▶ **PASSAGE PROVIDED**
If you are in possession of an Internet connection, I assume that at some point in the past month you’ve seen an advertisement for Carnival Row, Amazon’s new fantasy/mystery show starring Orlando Bloom and Cara Delevingne as a human detective and fairy refugee, respectively. The show, developed by Travis Pacific Rim Beacham and René A bunch of shows I’ve never watched Echevarria, based on a feature screenplay by Beacham that had been in development for years and years, is a big, expensive dice-roll by Amazon, clearly positioned as the kind of service-defining hit that Prime still hasn’t quite nabbed the way Netflix or even Hulu have.
The jury is still out on whether Carnival Row will catch on to the degree that Amazon desperately desires, with an extremely divided critical reaction at least out of the gate. Maybe audiences will find themselves bewitched by this hard-R tale of murder and magic and want to return over and over again to ‘The Row’, or maybe Carnival Row will be lost into the dustbin of history alongside so many other claimants to the pop cultural wormhole left by Game of Thrones (a series that Carnival Row only tangentially resembles in that both are fantasy stories involving a good deal of blood and nudity, but to which it will be, and has been, endlessly compared).
But regardless, Amazon renewed the series before a single episode premiered. And I couldn’t be happier. While I understand why many folks are bouncing off this thing like it’s a too-clean glass door, I was absolutely delighted by the series and can’t wait to see where things go next. So, if I may be so bold, here are some of the things I hope to see when next we travel to the Row.
But first a quick, spoiler-free, rundown of the series:
Carnival Row is set in a fantasy world in which humans coexist with magical creatures like fairies, satyrs, centaurs, the whole works. Picture a fantasyland like Narnia, only pushed forward from the vaguely medieval setting of so many high fantasy stories and into a Victorian London-era timeframe. Carriages clatter over cobblestones, endless fields of chimneys belch black smoke, and everybody’s pale and sickly, all the time.
As we learn early on, the homeland of the fairies collapsed into civil war, which only became more exacerbated when human kingdoms started showing up to either ‘help’ or try and claim their piece of the spoils. Many of the fair folk have relocated to the human country of ‘Burgue’, where they are consigned to live in a slum dubbed ‘Carnival Row’ and eke out livings while facing endless discrimination from their societal peers, the tyrannical police, and an unsympathetic wealthy class, a sort of super-cut of a dozen different oppressed minorities throughout history and also now because humans don’t really change, we just change targets.
Our main guides through this dingy world are Rycroft “Philo” Philostrate (Bloom), a former soldier and currently the only detective on the force with any vested interest in giving the fairy (or “critch” as they are dubbed) folks actual protection and justice, and Vignette Stonemoss (Delevingne), a former freedom fighter who arrives at Carnival Row and is shocked to discover that her former lover, Philo, is alive after he faked his death and abandoned her to her collapsing country.

▶ **DIRECTIVES**
• a. Return the stretch of the Carnival Row article from "Our main guides" through "her collapsing country.", copied word for word.
• b. Resume the article on Carnival Row, continuing from the point at which it stops.

▶ **DATA EXCERPT**
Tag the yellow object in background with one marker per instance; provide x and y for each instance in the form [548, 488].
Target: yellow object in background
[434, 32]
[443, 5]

▶ **PER-TASK OUTPUTS**
• a.
Our main guides through this dingy world are Rycroft “Philo” Philostrate (Bloom), a former soldier and currently the only detective on the force with any vested interest in giving the fairy (or “critch” as they are dubbed) folks actual protection and justice, and Vignette Stonemoss (Delevingne), a former freedom fighter who arrives at Carnival Row and is shocked to discover that her former lover, Philo, is alive after he faked his death and abandoned her to her collapsing country.

• b.
The main thrust of the first season is Philo’s investigation into the grisly murder of a seemingly unassuming fairy woman who is revealed to have a past as a famous performer that connects her to highest vestiges of power. The first season weaves in a number of subplots around the former lovers, including spoiled heiress Imogen Spurnrose (Tamzin Merchant) entering an unusual business arrangement with a wealthy, socially-shunned “puck” Mr. Agreus (David Gyasi), political intrigue concerning the powerful Breakspear family including Absalom (Jared Harris), Piety (Indira Varma), and rebellious son Jonah (Arty Froushan), and a whole host of thieves, mystics, aristocrats, prostitutes, cops, performers, cultists, and all other manners of madness pushing a “simple” murder investigation into a tangled web.
From here on out, only read on if you’ve either watched the first season or don’t mind being spoiled.
#1: Make Vignette the actual co-lead of the show
All the marketing for Carnival Row has posited Bloom and Delevingne with equal prominence. In the first episode, Delevingne’s Vignette is the first character we meet and she is carefully positioned as our eyes-and-ears into the strange country of Burgue, the life in the Row, and the larger world of Carnival Row. But with each passing episode, it becomes more and more clear that the first season is Philo’s story, and Philo’s alone. Vignette gets lost into subplots that seem to point her in interesting directions, but don’t actually go anywhere (yet). In the last stretch of the season, Vignette disappears for lengthy stretches and only ends up factoring in the story’s resolution as a byproduct of her relationship with Philo.
It’s a shame especially because Delevingne is making some big choices as an actor in everything from her accent to the way she carries herself, but there’s just not enough material with the character to know if those choices are working or not.
The finale ends with Philo and Vignette both imprisoned in Carnival Row along with the other fae folk, which puts Vignette in a strong position to take a more assertive role within the narrative. The connections and relationships she’s built over the course of the first season could pay off beautifully if the second season involves the establishing of a resistance within the Row. With Philo and Vignette reunited and occupying the same geography for the first time in years, it’s an opportunity for the female-half of the central couple to feel like an equal part of the show.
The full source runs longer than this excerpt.